▶ What is required
Search the data for the string "trousers" and gather each line it is in.

[Extracted records]
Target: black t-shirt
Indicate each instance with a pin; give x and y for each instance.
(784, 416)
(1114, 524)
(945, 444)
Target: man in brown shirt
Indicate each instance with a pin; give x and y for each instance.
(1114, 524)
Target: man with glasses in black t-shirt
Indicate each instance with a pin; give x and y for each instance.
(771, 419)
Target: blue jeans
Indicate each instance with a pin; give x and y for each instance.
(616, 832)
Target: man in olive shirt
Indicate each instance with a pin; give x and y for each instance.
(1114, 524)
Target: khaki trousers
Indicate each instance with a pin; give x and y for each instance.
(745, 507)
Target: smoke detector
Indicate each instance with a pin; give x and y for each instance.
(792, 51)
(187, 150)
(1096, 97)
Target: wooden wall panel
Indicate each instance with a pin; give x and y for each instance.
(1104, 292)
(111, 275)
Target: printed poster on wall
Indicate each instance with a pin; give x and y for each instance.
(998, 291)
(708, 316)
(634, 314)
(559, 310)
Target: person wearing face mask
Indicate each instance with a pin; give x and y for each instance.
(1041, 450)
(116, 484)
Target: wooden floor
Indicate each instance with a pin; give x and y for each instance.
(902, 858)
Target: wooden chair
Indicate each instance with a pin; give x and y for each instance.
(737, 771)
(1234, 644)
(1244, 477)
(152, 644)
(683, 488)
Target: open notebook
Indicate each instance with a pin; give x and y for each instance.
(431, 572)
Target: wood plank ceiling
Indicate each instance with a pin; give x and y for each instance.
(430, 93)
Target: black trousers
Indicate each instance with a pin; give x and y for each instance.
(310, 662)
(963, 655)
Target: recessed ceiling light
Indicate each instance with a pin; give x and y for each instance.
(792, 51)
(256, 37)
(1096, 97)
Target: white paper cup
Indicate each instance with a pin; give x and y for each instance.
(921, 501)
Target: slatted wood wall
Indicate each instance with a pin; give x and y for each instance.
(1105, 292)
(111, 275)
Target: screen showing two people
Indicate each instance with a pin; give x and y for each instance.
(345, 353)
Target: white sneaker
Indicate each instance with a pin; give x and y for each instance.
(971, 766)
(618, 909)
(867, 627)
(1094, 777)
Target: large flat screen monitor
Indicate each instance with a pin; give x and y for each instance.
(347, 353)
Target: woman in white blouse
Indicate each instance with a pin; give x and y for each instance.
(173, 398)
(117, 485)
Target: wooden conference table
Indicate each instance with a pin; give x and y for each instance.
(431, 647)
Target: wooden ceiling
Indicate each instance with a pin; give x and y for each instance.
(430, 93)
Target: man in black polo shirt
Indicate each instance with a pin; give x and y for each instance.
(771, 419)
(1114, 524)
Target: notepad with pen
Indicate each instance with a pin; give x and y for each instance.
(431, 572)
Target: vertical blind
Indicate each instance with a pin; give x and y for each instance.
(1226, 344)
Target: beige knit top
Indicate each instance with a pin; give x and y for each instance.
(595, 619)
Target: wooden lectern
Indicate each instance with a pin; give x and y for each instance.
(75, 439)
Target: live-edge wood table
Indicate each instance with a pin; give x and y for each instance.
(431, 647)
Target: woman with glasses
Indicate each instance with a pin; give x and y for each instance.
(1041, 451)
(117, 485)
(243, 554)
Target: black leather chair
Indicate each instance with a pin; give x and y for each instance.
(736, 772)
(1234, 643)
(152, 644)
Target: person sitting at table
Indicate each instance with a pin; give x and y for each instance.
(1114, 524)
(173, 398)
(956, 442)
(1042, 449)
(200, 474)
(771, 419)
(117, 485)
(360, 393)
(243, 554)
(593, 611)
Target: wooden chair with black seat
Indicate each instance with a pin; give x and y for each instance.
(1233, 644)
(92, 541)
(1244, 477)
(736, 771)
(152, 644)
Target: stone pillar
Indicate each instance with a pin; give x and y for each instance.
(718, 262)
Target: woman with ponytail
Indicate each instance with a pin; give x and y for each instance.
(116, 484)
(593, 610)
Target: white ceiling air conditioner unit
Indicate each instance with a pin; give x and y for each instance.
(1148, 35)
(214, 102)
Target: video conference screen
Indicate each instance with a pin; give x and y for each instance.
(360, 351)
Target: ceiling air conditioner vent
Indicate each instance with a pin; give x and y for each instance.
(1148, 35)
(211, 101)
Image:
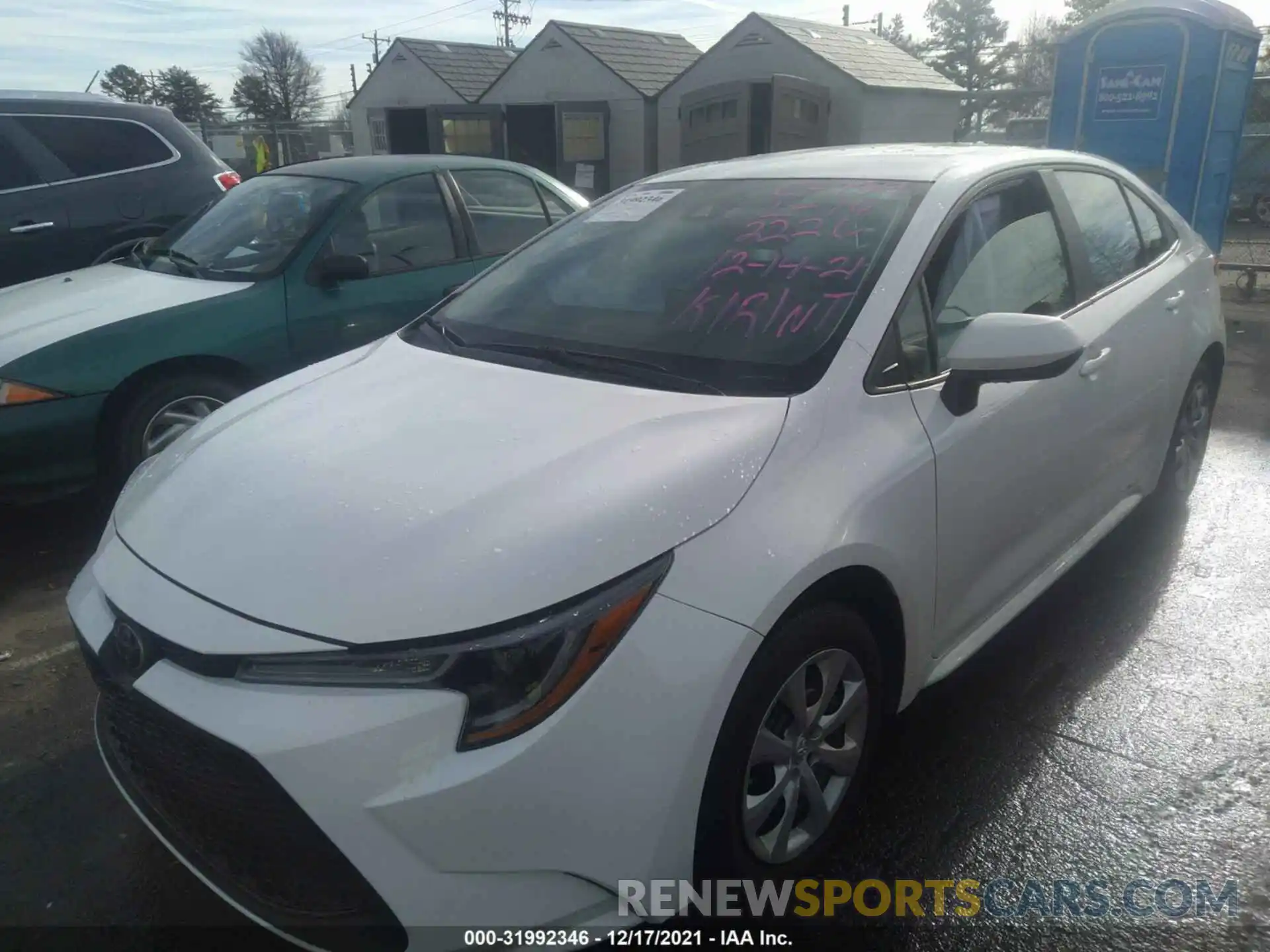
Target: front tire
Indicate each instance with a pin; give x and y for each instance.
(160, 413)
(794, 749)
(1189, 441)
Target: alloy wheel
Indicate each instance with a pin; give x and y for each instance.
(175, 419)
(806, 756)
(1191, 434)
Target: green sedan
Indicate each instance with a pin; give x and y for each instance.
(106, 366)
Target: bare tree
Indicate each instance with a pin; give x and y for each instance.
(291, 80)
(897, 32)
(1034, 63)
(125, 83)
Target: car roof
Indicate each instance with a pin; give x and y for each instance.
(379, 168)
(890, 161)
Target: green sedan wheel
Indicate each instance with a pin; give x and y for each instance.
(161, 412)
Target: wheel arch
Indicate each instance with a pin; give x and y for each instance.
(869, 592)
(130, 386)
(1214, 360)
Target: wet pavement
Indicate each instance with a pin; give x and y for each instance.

▶ Worked solution
Target: khaki trousers
Target: black trousers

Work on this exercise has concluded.